[Problem requirements]:
Locate each line in the records below that contains the string "patch", and copy those lines out in full.
--- START OF Extracted data ---
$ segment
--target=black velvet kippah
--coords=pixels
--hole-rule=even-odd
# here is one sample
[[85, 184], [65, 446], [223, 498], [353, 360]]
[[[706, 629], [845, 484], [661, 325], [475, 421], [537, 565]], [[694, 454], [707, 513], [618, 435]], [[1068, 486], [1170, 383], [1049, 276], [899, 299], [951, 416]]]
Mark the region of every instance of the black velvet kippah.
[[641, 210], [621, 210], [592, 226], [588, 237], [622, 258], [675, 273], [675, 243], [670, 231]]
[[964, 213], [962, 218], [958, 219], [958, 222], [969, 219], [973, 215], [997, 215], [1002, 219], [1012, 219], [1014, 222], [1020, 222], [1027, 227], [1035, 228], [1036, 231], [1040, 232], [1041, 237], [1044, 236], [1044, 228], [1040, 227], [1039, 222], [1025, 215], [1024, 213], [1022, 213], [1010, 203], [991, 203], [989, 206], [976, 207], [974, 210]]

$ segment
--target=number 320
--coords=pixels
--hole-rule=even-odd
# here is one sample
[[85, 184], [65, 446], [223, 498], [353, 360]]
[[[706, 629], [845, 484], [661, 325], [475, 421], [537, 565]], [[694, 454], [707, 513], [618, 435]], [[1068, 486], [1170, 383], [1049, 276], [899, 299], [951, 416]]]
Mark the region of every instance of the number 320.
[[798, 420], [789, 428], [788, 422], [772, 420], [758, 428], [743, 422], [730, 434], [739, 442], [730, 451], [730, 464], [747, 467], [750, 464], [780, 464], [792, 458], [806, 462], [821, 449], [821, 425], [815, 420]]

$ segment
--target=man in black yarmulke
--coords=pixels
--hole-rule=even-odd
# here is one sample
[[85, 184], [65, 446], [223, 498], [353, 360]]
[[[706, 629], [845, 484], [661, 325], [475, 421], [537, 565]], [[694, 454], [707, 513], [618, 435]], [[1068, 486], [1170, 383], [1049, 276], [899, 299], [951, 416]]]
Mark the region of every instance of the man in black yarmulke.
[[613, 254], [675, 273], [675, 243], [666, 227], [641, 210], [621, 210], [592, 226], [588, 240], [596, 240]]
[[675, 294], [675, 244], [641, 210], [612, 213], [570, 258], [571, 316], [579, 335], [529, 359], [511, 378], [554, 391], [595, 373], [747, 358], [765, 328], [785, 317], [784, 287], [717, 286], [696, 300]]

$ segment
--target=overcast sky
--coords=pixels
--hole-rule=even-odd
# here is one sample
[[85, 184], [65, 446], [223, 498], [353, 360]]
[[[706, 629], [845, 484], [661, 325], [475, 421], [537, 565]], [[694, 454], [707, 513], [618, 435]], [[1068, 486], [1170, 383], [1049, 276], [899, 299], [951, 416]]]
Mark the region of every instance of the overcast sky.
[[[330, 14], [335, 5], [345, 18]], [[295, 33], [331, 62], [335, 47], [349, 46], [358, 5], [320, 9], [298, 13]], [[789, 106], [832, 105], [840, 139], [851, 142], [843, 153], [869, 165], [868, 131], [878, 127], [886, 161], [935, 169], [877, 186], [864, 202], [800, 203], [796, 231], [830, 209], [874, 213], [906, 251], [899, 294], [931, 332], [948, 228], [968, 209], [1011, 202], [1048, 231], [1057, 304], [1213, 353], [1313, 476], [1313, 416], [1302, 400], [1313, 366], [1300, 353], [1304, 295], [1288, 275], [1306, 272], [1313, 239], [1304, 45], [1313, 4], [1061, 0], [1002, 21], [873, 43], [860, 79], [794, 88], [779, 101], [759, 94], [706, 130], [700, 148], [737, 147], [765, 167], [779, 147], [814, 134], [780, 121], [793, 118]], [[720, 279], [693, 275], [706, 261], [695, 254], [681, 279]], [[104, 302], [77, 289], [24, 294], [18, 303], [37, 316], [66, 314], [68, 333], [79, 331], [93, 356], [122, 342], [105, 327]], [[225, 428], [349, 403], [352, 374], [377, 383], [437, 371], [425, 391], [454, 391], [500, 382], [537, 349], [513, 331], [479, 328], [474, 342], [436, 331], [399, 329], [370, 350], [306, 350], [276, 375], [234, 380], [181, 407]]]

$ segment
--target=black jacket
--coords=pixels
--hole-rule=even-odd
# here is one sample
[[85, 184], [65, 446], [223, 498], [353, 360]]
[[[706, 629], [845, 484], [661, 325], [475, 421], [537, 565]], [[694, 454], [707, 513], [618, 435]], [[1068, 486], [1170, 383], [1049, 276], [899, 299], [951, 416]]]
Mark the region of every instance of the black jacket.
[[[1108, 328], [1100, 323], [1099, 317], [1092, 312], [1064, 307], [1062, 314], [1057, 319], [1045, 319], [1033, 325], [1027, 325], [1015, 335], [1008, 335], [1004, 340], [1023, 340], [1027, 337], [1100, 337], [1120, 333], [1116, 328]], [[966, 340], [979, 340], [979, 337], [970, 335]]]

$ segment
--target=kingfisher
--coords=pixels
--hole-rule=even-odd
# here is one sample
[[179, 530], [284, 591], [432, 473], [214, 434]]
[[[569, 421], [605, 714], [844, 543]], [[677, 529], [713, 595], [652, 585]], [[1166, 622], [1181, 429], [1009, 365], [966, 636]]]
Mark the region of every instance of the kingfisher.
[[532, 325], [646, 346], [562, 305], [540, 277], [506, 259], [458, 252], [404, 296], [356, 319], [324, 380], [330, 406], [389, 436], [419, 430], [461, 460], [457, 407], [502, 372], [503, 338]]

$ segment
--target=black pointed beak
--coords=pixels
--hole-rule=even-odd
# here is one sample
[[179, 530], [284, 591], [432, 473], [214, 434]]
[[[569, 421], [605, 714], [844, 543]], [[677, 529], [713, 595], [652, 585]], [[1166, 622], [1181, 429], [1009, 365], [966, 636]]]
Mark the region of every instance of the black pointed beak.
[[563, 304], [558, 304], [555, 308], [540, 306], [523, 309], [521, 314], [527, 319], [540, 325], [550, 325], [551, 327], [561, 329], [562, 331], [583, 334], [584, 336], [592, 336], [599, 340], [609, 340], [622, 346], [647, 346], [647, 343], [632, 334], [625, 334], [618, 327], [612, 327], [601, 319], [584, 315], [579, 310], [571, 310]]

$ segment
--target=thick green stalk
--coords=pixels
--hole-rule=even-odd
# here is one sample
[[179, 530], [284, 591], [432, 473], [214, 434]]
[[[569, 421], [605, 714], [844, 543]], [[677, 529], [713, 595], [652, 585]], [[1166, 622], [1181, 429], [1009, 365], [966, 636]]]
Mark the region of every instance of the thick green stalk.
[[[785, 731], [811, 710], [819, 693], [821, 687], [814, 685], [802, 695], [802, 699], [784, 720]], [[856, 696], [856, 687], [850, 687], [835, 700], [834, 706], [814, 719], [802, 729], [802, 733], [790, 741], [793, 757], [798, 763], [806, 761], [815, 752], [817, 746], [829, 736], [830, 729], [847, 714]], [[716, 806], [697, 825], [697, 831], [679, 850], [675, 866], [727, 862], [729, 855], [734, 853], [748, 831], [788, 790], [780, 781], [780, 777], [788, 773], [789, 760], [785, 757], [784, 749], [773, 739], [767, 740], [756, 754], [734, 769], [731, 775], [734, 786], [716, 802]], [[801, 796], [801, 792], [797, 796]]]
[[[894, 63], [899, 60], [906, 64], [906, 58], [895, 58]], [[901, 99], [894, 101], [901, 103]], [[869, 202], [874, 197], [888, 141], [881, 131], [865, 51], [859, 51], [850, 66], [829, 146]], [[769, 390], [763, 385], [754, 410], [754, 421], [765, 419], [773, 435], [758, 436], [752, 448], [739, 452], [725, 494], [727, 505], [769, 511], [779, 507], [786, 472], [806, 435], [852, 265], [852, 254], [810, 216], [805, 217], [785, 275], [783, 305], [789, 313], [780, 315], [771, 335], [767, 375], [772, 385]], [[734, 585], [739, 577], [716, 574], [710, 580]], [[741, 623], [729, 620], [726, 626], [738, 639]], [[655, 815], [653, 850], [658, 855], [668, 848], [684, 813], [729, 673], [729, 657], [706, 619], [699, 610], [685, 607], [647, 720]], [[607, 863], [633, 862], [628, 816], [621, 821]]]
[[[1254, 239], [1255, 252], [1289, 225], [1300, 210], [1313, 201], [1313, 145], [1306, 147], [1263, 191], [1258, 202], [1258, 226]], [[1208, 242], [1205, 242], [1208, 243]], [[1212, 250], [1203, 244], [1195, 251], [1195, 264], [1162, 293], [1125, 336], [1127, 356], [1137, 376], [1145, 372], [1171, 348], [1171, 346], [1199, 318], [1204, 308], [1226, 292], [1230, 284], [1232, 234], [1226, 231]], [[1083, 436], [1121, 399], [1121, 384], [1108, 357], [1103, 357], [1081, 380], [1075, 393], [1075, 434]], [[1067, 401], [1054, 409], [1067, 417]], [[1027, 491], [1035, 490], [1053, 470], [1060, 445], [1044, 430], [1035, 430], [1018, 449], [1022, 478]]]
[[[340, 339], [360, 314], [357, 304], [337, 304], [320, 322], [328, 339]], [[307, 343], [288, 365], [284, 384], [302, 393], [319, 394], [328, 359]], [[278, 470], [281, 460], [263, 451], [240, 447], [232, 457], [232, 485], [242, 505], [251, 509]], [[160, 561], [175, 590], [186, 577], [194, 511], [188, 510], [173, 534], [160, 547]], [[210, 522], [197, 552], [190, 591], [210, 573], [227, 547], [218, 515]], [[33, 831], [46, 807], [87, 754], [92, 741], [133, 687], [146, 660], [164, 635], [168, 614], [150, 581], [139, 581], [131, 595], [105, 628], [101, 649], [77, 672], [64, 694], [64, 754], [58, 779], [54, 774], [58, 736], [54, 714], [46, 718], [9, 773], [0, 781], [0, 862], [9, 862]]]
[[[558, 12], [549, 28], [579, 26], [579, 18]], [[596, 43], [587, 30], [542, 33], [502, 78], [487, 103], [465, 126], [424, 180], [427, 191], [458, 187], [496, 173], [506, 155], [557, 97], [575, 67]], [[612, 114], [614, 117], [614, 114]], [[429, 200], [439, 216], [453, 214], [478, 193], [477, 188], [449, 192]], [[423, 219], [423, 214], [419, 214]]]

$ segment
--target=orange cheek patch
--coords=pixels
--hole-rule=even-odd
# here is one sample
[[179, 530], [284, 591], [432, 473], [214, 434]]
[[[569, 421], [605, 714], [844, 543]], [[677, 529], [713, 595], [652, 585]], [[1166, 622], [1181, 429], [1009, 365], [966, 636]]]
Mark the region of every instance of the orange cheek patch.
--- END OF Extracted data ---
[Answer to the problem]:
--target=orange cheek patch
Mark the region of every instance of the orange cheek patch.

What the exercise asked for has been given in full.